Exercise requirements – Render the listing below as a Markdown table with two columns, Row and Line, giving each non-blank line its own numbered row. Omit the pictures from the table.

BEGIN Given entries

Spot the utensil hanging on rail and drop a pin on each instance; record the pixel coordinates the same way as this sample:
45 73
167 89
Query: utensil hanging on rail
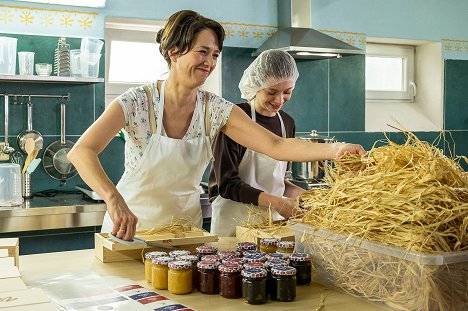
55 160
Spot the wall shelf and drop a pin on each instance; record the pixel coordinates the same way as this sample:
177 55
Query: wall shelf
49 79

END Given entries

Solution to the exercise –
| Row | Line |
|---|---|
| 1 | Spot the utensil hanging on rail and drop a pin on each instance; record the pixel coordinates the same way as this sample: |
| 2 | 45 73 |
| 3 | 167 89 |
| 4 | Query: utensil hanging on rail |
| 5 | 55 160 |
| 6 | Spot the wall shelf and drop a pin on each instance; record the pixel coordinates the same way as this sample: |
| 7 | 177 55 |
| 8 | Query: wall shelf |
| 9 | 49 79 |